___ Data in this exercise

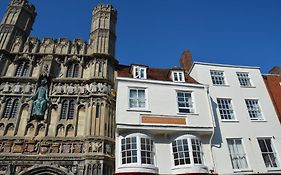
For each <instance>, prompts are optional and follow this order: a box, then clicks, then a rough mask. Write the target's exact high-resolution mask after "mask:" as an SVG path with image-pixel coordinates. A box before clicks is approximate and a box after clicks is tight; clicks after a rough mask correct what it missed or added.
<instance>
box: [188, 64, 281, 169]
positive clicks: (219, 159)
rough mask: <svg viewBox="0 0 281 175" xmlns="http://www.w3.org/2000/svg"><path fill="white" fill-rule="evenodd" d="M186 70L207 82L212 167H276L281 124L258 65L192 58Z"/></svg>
mask: <svg viewBox="0 0 281 175" xmlns="http://www.w3.org/2000/svg"><path fill="white" fill-rule="evenodd" d="M190 76H191V77H193V78H194V79H195V80H196V81H198V82H199V83H201V84H206V85H209V92H210V96H211V103H212V107H213V113H214V116H215V121H216V128H215V135H214V138H213V140H212V144H213V145H212V151H213V155H214V161H215V169H214V170H215V172H216V173H218V174H234V173H238V174H246V173H250V174H251V173H268V174H272V173H281V158H280V154H281V128H280V124H279V121H278V117H277V114H276V112H275V110H274V107H273V104H272V101H271V99H270V96H269V94H268V91H267V89H266V86H265V84H264V81H263V78H262V75H261V73H260V70H259V68H257V67H246V66H231V65H220V64H209V63H199V62H195V63H194V64H193V65H192V67H191V69H190Z"/></svg>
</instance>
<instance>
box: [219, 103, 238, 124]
mask: <svg viewBox="0 0 281 175" xmlns="http://www.w3.org/2000/svg"><path fill="white" fill-rule="evenodd" d="M222 100H223V103H224V104H221V103H220V101H222ZM226 102H229V103H226ZM217 104H218V110H219V114H220V117H221V120H222V121H230V120H236V119H235V114H234V109H233V104H232V99H231V98H217ZM220 106H222V107H223V108H220ZM229 116H230V118H228V117H229Z"/></svg>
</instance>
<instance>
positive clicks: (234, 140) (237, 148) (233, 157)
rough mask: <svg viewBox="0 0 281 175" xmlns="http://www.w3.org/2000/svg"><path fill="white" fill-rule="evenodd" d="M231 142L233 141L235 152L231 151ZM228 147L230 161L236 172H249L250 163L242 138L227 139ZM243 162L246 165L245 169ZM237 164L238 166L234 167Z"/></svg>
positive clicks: (232, 138) (229, 138)
mask: <svg viewBox="0 0 281 175" xmlns="http://www.w3.org/2000/svg"><path fill="white" fill-rule="evenodd" d="M230 141H233V150H231V149H230V143H229V142H230ZM239 141H240V143H241V146H240V148H242V150H239V148H238V147H239V146H238V142H239ZM226 142H227V147H228V151H229V156H230V161H231V164H232V168H233V170H234V171H243V170H249V162H248V158H247V153H246V151H245V147H244V143H243V139H242V138H227V139H226ZM243 161H245V162H244V163H245V165H244V167H243ZM234 163H236V165H234Z"/></svg>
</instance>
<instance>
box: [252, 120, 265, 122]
mask: <svg viewBox="0 0 281 175" xmlns="http://www.w3.org/2000/svg"><path fill="white" fill-rule="evenodd" d="M251 122H267V121H266V120H251Z"/></svg>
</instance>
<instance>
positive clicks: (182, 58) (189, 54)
mask: <svg viewBox="0 0 281 175" xmlns="http://www.w3.org/2000/svg"><path fill="white" fill-rule="evenodd" d="M180 65H181V67H182V68H183V69H184V70H185V71H188V70H189V69H190V68H191V66H192V56H191V52H190V51H188V50H185V51H184V52H183V53H182V55H181V57H180Z"/></svg>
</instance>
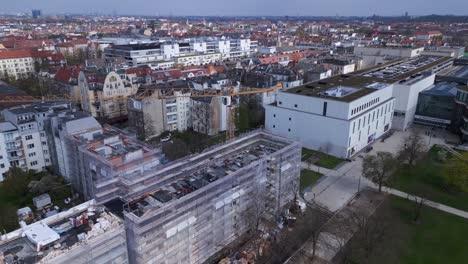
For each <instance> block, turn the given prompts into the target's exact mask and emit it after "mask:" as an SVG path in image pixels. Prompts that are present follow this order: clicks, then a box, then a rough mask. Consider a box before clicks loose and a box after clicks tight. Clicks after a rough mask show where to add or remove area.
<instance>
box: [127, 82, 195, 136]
mask: <svg viewBox="0 0 468 264" xmlns="http://www.w3.org/2000/svg"><path fill="white" fill-rule="evenodd" d="M150 91H151V93H152V94H151V95H149V94H148V92H150ZM161 92H165V93H164V96H168V97H169V98H166V99H159V98H158V96H156V94H155V93H161ZM143 93H144V94H146V95H147V96H146V97H142V96H141V94H136V96H135V97H130V98H129V99H128V120H129V127H130V128H131V129H132V130H133V131H135V132H136V133H137V134H138V135H139V136H141V137H142V138H145V139H148V138H151V137H155V136H159V135H160V134H161V133H162V132H164V131H179V132H183V131H186V130H187V128H189V127H191V114H190V109H191V108H190V101H191V99H190V94H191V93H190V92H184V91H183V90H179V91H177V90H172V91H169V92H167V91H163V90H160V89H158V88H156V89H151V90H149V89H148V90H145V91H144V92H143ZM169 93H170V94H169Z"/></svg>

______

*What you should do*:
Your answer should be one number: the count of lines in the records above that contain "then".

*Written answer*:
2